• [Set problem]
Reproduce exactly the lines beginning with the line that contains "Exercise. Point out each instance of the fingers" and ending at the final line of the material below.

• [Supplied information]
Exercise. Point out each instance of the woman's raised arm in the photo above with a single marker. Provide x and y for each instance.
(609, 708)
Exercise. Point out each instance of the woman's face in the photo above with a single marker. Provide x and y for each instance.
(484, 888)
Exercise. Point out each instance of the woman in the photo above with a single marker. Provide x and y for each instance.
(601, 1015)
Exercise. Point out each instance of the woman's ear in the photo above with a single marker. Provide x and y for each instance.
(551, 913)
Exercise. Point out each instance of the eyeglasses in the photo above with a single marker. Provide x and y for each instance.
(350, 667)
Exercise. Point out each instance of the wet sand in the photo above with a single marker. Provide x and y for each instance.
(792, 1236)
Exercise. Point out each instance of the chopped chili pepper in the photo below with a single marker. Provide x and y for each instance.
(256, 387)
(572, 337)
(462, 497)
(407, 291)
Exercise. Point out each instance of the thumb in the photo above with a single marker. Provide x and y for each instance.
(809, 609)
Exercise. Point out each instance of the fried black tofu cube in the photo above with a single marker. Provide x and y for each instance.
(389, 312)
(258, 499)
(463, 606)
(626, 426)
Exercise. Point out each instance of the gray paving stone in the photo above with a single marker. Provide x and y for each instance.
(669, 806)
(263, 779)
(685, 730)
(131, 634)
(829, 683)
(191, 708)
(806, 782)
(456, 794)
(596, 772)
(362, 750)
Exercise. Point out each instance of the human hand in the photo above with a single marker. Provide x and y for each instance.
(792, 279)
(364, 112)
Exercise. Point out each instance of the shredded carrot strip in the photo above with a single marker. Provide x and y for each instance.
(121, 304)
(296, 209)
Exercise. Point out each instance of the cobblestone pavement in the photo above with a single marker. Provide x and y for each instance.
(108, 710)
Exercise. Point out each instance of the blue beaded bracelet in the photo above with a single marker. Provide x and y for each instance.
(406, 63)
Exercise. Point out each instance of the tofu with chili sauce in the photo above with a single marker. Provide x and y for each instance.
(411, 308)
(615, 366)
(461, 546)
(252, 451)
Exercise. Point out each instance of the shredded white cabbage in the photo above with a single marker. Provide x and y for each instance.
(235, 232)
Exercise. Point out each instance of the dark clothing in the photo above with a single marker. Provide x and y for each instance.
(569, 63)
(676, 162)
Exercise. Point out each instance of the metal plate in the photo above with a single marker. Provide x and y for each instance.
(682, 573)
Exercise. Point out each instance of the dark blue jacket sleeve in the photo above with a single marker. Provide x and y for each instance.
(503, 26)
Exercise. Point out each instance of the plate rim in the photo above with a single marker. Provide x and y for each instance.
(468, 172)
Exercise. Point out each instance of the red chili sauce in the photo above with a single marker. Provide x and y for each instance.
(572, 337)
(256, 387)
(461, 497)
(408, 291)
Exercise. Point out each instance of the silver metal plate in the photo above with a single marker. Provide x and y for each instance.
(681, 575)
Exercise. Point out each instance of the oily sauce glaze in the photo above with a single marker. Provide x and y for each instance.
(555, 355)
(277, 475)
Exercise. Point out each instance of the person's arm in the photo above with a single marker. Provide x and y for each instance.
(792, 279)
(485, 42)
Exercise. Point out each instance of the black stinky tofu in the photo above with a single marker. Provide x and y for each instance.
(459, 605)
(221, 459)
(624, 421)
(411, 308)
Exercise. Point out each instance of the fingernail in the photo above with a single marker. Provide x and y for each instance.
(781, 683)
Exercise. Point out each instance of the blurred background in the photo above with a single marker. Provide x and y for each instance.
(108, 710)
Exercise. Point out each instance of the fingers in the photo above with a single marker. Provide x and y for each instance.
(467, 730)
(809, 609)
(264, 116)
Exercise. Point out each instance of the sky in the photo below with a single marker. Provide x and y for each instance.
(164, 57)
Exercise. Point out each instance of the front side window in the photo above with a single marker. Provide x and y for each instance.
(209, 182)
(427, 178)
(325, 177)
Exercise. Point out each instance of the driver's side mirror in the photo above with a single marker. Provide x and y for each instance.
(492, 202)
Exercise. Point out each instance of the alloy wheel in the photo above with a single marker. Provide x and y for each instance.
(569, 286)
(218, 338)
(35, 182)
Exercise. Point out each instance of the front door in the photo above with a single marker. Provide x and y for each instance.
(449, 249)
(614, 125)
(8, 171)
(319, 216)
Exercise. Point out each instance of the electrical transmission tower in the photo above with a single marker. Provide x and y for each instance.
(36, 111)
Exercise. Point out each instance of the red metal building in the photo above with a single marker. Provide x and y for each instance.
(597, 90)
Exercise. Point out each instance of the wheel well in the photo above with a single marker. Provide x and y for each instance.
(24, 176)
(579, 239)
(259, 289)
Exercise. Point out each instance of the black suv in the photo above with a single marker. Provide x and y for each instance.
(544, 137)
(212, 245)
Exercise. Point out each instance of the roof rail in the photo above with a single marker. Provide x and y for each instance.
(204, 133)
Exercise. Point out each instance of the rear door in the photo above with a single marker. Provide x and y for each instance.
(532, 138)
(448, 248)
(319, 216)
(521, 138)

• [Task result]
Exercise. Point out each instance of the fingers in the photo above with a single marker. Provide x and y for each instance.
(467, 730)
(809, 609)
(264, 116)
Exercise. Point out each instance of the sky in the photo below with a single marker. Provide x and y for each instance.
(164, 57)
Exercise. Point out each instance of the front side window in the photo above with a single marker. Provide x and y for each instance.
(209, 182)
(427, 178)
(325, 177)
Exercise. Point out each instance of the driver's side mirror in the photo above with a single marker. Provide x and y for each instance.
(492, 202)
Exercise. Point out each instance of the alloy wheel in the photo above with a single marker. Provide x and y for each instance.
(569, 286)
(218, 338)
(35, 182)
Exercise. Point out each instance of the front door in the photo above with a single marker. Provide x and y for each instance.
(449, 249)
(614, 125)
(8, 171)
(319, 216)
Exercise. Point out each instance of the electrical transmission tower in the photo above with a single marker. Provide x and y for each instance.
(36, 111)
Exercise. Point out each instance of the red metal building in the photo above with a single marker. Provide x and y for each instance.
(597, 90)
Exercise. Point out each instance of the wheel well in the photo above with a single marker. Provide x and y for each instance.
(24, 176)
(579, 239)
(259, 289)
Exercise. Point out each instance of the black suv in the photo above with a single marker. Provide x and y for each instance.
(544, 137)
(212, 245)
Exercise. Point out each instance of the roof rail in the photo above with a single marker. Provide x and y for each instance.
(204, 133)
Exercise. Point out each instance of the rear door in the photo above with a single marker. Provide x and y for each instance.
(532, 138)
(448, 248)
(319, 216)
(521, 138)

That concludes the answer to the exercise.